▶ _TASK_:
Your response must be made up of each line in the data below that contains the string "sandbag".
╭─ DATA TO PROCESS
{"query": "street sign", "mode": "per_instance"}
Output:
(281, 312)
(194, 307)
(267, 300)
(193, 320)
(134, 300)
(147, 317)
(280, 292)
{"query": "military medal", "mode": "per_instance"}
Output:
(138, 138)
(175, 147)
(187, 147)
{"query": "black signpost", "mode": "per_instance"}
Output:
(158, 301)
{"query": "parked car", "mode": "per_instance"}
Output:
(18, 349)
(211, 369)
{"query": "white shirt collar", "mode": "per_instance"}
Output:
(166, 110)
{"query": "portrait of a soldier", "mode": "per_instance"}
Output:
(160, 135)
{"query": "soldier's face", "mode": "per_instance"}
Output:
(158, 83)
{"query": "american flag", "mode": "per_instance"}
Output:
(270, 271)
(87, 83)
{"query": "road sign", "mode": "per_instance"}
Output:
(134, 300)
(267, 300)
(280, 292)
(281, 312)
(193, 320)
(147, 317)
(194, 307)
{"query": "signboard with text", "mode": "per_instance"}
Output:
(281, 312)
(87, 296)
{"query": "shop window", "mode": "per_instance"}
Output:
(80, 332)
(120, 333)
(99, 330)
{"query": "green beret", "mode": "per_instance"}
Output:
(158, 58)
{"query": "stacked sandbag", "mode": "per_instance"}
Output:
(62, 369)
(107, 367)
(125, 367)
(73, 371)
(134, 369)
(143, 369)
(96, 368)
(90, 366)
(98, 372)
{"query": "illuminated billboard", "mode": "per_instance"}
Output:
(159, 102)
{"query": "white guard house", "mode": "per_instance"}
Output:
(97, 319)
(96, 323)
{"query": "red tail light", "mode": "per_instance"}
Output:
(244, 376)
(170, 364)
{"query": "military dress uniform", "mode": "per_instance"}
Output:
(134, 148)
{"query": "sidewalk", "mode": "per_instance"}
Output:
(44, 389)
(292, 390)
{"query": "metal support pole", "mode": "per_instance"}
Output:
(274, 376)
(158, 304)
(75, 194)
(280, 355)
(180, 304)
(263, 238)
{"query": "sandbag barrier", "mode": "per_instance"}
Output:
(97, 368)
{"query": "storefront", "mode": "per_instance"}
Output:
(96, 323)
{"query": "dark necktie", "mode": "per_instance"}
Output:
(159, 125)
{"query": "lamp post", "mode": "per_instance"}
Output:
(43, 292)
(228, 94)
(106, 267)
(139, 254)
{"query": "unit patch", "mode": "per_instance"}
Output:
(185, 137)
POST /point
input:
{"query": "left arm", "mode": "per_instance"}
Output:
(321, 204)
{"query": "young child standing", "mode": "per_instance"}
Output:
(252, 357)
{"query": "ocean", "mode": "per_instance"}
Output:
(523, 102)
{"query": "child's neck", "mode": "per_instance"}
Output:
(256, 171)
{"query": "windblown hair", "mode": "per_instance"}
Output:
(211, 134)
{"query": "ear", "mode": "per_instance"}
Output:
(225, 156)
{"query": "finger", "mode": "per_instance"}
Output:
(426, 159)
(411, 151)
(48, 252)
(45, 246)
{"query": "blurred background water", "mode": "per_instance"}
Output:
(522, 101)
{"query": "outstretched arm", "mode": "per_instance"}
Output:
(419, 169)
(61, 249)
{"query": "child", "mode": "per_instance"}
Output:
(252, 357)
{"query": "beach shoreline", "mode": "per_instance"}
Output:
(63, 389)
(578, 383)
╰─
▶ _EXERCISE RESULT_:
{"query": "stacked sandbag", "mode": "per_instance"}
{"query": "sandbag barrier", "mode": "per_instance"}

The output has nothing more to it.